Moreover, during his service on the International Association of Machinists’ labor relations committee, Mabry had “observed evidence of many ‘side agreements’ made by [business] agents and other members of the official family of the union . . . for the primary purpose of perpetuating segregation and racial discrimination.”2 Mabry thus believed that the union did not truly represent its members’ interests and was instead colluding with management to their detriment. According to Mabry, black workers believed that grievances regarding upgrades, transfers, and promotions were often mysteriously settled or dropped after going through the first couple of stages of the process.2 Elkins echoed Mabry’s charges, contending that there had been “indications of collusion” and that “there exists a general feeling of dissatisfaction among the Negroes at Lockheed in regards to the union and its relations with the Negro membership.”21

The segregated IAM local had been a source of frustration for Lockheed’s African American employees since at least the mid-1950s. Beginning in 1954, the IAM constitution prohibited the chartering of new segregated locals but allowed existing segregated locals to continue to operate as long as they did so on a “voluntary” basis. On October 13, 1957, the Atlanta Daily World had published an open letter from Alfred “Tup” Holmes, an African American union representative and activist who had previously sued the city of Atlanta to force the desegregation of its golf courses. Holmes explained that fifteen months earlier, seven black Lockheed employees had filed a complaint with the President’s Committee on Government Contracts alleging discrimination at the Marietta plant. The committee sent a team to investigate. “Sensing a whitewash,” Holmes wrote, he and his colleagues had asked the NAACP to monitor the investigation to “insure a complete and accurate appraisal of conditions at Lockheed.”22 After NAACP labor secretary Herbert Hill conferred with investigators and conducted his own inquiry, he met with black union members, probably in November 1956, and recommended that “to obtain complete equality,” the segregated local should disband and its members should join the existing all-white Lockheed IAM lodges.23 The members present voted unanimously to accept the recommendation.24 The vote must have been considered unofficial or advisory, however, and according to Holmes, several subsequent “efforts to secure an official vote have been unsuccessful because a few persons have apparently taken a stand ‘that we will not have representation if we merge, because our people will not go to union meetings.’”25 In Holmes’s view, “the real reason” for opposition to the merger was that it would “cause some members of the [black] local to lose positions, [along] with the doubtful prestige that goes with such jobs.”2 Although Holmes believed that the decision to create a separate local had been “well meaning . . . in the beginning,” the time for union integration had long since arrived. Only if all workers were truly united could the union effectively represent their interests. Or as he proclaimed: “The reactionary forces of the State of Georgia could ask for no better support of segregation than to have a vote from us to continue” to operate segregated locals.2

On the same day that Holmes’s letter appeared, the members of the African American local again voted to disband. Nevertheless, the union’s District 33 executive committee, which included the presidents of the four white lodges and the black lodge, recommended against the merger. In addition, the executive committee recommended that the district fight “any force[d] merger” by appealing first to the union’s International Council and if need be to the National Convention, which would not meet again until 1960. In addition, delegates from one of the white lodges called for the attorney general of Georgia to be notified of the proposed “forced merger” and asked to rule on its legality vis-à-vis the state’s Jim Crow laws. Finally, according to Elkins, G. H. Andrews, the president of the black local, had met with district and company officials and “challenged the validity of the meeting” at which the black employees had voted in favor of the merger, causing “the majority of the membership to become discouraged. There was a growing feeling that the president of the local was working to perpetuate himself in office and was indifferent to the attitudes of the membership.” Attendance at meetings of the black local declined precipitously, making it impossible to achieve a quorum to take any further action, and the merger idea went no further. When Elkins, Mabry, and their compatriots filed their complaints in 1961, Lockheed’s IAM locals remained segregated.

§ **Data shown**:

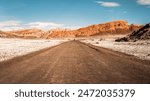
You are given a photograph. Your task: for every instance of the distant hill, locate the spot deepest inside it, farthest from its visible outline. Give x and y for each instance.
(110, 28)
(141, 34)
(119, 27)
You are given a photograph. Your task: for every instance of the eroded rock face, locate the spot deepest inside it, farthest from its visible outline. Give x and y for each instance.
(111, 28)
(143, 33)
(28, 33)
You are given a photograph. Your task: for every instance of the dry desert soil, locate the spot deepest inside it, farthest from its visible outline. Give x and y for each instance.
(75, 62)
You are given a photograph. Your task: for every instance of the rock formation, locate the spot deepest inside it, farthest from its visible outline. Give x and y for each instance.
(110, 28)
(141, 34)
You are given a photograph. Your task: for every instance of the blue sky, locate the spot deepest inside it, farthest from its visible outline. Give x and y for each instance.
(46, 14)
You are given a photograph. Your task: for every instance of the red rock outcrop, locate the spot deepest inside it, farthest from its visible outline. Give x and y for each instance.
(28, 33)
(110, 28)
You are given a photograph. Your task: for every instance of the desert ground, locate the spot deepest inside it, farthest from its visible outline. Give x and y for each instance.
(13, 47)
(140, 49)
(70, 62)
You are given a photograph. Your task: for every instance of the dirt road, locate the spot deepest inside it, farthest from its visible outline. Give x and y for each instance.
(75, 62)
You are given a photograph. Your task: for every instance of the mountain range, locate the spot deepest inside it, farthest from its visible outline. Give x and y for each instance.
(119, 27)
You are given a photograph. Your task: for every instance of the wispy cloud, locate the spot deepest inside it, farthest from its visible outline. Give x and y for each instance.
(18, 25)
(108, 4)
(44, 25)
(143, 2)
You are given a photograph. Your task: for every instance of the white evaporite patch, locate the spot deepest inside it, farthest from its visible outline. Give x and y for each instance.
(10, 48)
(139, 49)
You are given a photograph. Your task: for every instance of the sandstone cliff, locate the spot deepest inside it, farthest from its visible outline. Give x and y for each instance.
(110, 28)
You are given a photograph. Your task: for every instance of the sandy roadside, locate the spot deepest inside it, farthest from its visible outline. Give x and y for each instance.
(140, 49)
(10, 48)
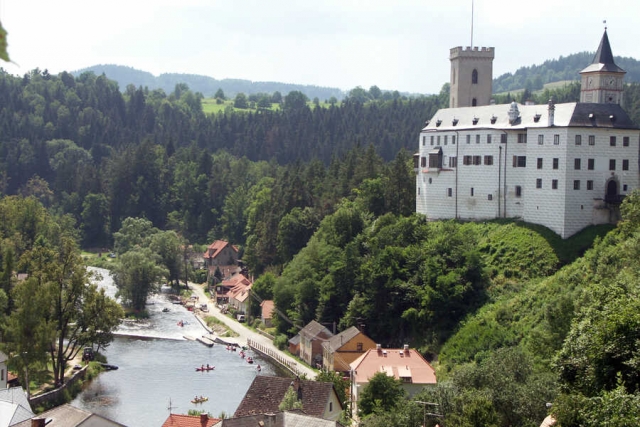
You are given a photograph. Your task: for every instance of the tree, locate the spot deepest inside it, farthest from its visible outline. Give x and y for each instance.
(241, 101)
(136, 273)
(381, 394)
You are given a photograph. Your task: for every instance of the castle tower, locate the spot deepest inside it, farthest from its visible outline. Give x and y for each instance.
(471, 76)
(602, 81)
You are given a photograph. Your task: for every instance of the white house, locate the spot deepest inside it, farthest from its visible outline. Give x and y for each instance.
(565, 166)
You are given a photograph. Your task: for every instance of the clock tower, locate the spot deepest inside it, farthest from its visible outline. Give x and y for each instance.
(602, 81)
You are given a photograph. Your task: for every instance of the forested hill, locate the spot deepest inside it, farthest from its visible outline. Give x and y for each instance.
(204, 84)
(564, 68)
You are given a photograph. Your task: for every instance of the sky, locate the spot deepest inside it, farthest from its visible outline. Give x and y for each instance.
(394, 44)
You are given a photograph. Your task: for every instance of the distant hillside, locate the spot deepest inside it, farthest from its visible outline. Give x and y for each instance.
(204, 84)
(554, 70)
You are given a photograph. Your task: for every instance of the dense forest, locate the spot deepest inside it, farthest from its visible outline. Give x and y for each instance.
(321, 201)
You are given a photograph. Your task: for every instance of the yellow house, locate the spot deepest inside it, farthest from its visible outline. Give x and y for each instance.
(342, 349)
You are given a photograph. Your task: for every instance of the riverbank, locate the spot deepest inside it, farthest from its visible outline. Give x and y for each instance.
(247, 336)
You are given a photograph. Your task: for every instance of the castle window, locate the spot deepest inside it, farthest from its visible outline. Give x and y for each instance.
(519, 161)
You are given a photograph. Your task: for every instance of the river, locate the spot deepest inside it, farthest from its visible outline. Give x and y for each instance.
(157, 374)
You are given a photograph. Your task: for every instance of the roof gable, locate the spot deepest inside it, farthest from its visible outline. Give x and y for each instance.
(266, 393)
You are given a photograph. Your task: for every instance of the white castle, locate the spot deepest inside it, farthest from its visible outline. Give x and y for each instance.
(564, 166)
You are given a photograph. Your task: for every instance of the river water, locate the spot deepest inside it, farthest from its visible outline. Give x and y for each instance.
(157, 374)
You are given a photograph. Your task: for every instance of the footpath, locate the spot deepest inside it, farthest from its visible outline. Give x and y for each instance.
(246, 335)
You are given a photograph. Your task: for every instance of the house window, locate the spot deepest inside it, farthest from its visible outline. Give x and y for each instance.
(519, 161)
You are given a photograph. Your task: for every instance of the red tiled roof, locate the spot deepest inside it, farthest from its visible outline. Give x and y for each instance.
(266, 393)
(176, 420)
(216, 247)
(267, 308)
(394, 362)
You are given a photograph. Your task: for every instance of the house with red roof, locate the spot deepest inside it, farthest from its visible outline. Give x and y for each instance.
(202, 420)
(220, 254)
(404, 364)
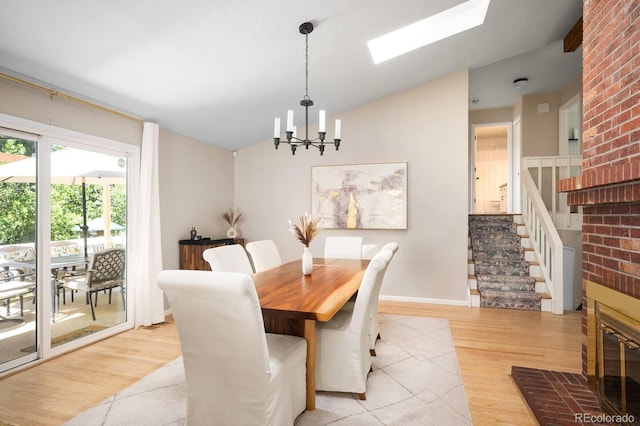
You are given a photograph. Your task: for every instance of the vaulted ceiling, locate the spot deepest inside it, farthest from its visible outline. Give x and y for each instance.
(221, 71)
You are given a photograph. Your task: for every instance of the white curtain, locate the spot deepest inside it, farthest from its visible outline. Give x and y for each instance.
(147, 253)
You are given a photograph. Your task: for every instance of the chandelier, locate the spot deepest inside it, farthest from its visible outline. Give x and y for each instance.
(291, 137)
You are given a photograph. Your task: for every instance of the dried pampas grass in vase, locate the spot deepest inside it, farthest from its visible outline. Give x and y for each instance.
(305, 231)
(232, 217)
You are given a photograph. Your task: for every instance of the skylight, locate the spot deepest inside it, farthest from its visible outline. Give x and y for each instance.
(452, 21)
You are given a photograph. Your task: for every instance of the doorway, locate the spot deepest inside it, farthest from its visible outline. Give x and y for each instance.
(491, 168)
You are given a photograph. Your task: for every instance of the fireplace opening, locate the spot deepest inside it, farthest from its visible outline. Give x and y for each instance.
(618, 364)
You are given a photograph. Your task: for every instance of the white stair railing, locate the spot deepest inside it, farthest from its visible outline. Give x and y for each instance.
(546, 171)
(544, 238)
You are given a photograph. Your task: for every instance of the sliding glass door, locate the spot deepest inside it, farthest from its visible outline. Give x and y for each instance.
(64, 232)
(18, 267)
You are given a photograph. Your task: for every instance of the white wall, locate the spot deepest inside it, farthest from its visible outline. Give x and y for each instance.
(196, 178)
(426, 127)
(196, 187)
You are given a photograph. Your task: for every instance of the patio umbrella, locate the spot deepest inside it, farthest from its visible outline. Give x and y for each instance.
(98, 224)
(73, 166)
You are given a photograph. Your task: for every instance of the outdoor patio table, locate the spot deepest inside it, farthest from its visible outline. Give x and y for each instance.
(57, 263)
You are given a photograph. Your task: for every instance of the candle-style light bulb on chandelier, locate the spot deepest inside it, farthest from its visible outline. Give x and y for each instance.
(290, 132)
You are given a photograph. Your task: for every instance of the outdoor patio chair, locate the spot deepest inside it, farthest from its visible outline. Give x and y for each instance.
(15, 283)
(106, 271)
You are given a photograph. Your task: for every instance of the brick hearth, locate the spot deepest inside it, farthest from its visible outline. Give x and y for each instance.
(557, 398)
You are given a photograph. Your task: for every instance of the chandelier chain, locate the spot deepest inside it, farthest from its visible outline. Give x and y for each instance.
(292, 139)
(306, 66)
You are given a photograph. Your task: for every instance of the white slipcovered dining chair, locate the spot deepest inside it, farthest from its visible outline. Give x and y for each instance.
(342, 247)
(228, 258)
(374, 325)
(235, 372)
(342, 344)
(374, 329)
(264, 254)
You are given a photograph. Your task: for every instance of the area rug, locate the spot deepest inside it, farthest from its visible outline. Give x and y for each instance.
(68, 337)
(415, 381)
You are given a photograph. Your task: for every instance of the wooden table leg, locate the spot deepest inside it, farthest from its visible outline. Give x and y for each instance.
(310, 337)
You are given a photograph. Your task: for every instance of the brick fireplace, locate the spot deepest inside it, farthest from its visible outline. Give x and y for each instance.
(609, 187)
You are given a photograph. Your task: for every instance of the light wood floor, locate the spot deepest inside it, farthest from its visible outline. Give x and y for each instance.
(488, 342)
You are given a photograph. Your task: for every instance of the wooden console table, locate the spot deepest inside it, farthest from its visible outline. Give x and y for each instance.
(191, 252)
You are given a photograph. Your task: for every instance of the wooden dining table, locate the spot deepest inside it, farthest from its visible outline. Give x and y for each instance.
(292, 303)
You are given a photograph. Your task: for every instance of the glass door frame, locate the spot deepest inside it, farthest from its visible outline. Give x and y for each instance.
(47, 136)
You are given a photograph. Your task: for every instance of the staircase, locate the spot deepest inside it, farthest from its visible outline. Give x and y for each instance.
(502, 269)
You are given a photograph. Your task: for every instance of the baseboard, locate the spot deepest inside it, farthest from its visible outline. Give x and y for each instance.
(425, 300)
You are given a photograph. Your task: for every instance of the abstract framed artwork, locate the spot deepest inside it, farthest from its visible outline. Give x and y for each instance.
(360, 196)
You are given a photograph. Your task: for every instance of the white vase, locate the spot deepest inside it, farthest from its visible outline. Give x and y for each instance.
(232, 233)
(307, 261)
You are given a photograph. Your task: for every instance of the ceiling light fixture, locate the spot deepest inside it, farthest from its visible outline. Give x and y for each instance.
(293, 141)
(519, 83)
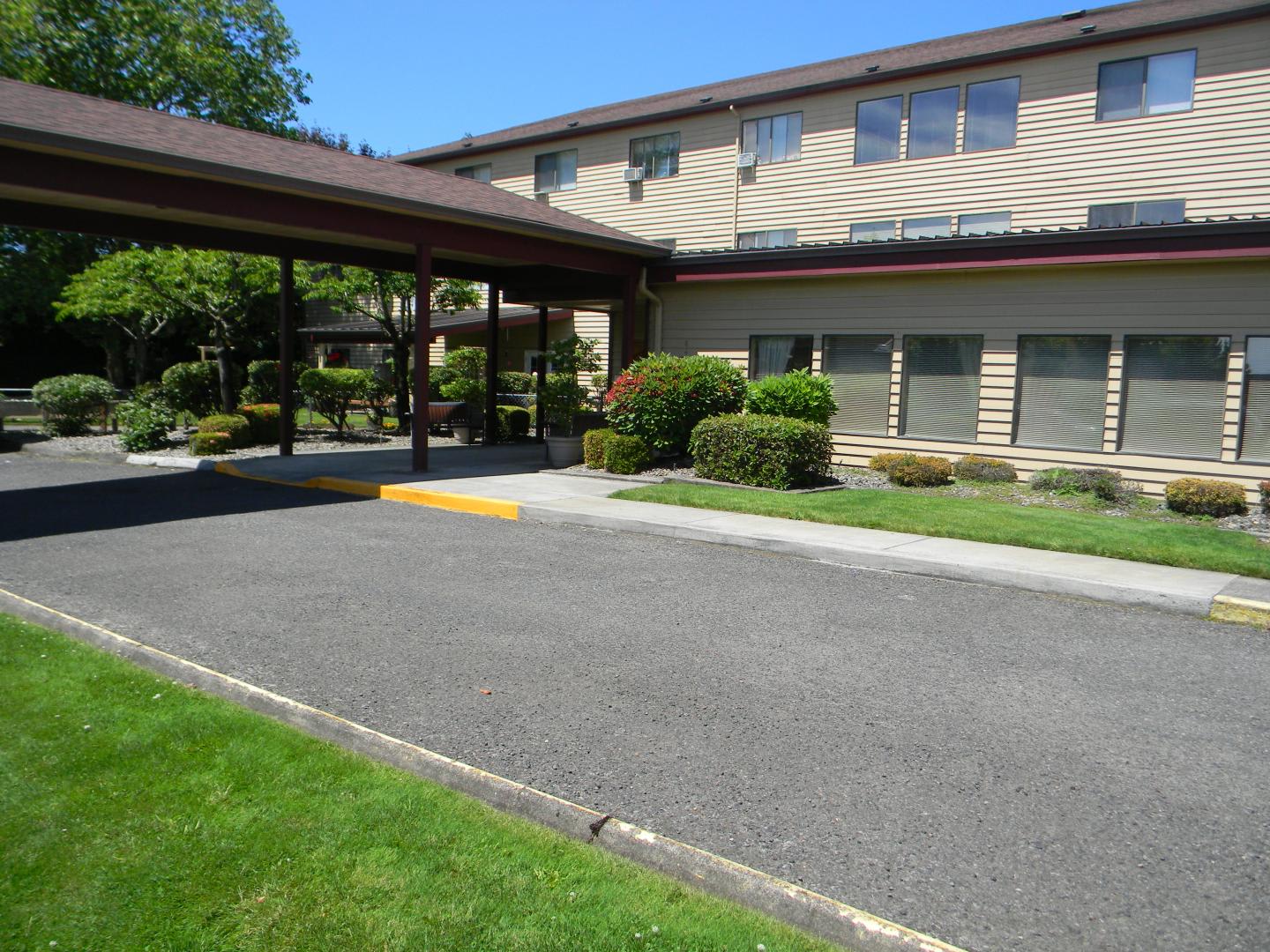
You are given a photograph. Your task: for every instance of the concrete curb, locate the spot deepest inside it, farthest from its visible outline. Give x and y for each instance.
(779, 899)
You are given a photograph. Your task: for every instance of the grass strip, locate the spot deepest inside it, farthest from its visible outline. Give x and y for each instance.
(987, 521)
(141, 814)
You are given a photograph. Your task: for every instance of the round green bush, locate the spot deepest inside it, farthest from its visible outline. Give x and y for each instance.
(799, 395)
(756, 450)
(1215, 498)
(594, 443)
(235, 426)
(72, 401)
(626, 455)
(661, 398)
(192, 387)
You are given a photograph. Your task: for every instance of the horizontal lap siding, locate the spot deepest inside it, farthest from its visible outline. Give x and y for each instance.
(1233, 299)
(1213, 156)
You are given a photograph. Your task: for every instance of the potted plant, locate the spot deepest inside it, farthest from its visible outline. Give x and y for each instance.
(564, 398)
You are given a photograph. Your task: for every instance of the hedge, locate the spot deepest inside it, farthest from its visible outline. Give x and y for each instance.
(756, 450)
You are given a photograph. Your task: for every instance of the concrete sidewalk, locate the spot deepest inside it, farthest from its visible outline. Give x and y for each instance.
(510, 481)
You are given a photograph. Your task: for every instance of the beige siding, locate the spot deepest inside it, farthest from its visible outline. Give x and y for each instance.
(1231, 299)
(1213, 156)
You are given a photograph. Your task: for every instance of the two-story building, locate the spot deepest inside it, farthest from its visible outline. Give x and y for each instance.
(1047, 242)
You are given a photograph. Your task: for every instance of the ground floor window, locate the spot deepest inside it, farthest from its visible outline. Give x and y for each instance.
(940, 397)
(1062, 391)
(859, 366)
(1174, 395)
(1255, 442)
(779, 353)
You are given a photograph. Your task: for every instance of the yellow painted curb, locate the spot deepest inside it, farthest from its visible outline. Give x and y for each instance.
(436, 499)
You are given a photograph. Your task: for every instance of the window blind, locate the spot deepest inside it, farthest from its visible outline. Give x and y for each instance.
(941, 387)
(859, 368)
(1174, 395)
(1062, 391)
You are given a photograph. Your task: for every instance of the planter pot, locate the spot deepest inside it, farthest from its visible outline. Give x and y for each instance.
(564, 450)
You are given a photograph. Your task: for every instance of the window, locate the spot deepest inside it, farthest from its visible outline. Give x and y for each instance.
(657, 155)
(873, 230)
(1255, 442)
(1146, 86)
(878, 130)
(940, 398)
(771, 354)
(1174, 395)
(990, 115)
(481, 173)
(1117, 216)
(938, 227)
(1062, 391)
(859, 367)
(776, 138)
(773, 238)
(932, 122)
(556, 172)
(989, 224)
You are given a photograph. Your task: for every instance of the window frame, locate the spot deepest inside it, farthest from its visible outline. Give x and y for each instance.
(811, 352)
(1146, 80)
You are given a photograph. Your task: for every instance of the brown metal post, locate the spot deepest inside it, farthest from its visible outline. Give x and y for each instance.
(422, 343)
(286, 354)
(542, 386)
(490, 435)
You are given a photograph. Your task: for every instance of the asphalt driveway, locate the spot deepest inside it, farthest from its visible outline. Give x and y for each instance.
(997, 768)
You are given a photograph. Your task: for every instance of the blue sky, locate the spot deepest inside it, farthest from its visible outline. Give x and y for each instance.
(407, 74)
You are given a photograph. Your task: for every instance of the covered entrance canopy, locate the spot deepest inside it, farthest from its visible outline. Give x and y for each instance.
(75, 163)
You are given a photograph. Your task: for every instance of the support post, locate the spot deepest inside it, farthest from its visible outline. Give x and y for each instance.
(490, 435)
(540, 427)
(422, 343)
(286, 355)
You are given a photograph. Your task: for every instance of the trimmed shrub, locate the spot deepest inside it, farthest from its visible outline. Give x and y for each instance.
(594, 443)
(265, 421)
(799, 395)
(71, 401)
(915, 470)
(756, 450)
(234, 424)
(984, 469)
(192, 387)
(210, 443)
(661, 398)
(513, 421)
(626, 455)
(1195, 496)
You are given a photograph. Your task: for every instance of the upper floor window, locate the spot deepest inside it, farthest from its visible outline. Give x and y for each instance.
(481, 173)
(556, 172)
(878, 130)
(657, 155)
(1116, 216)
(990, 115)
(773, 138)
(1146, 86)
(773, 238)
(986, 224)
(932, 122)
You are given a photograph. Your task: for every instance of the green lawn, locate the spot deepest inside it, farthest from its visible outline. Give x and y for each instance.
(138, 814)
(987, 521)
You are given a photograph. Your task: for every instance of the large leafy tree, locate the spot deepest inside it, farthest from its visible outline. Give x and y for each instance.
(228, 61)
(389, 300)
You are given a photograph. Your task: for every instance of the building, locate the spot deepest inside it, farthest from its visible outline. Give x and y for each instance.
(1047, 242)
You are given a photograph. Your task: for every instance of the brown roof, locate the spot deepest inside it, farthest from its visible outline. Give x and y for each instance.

§ **Exercise task**:
Extend the passage about the segregated union local at Lockheed, picking up after its last sentence. The listing comes from a separate source and is unrelated to the passage.

§ **Result**:
Plans for Progress

Lockheed officials initially defended the Georgia division’s record over the previous decade and shifted blame toward prevailing social mores. According to a Georgia company official who was not named in either the Atlanta Constitution or the Atlanta Daily World,

The problem that is being faced today is not one that we brought to Georgia. It was a problem that was already here. Lockheed has very conscientiously and vigorously done everything humanly possible to comply in all regulations in the operation of this facility. We are quite proud of our record in dealing with our employees over the past 10 years . . . We recognize that there is more progress yet to be made, but . . . we believe we have made more progress than any individual employer in the South in providing for all its employees. We think that any objective look at the record will show how well we have done.26

By alluding to the “problem that was already here,” Lockheed came close to stating publicly that although it had found local customs distasteful, it had been forced to engage in a delicate balancing act, following custom as far as possible while trying to provide opportunity for all its employees, implicitly including black workers. As such, Lockheed’s Georgia-based management ultimately believed that the NAACP had unfairly targeted the company even though many other firms were far more deserving of the bad publicity and stockholder heartburn that resulted from the controversy. Yet the frustrations of African Americans at Lockheed were real and of long standing, as Mattison and some of his colleagues increasingly realized.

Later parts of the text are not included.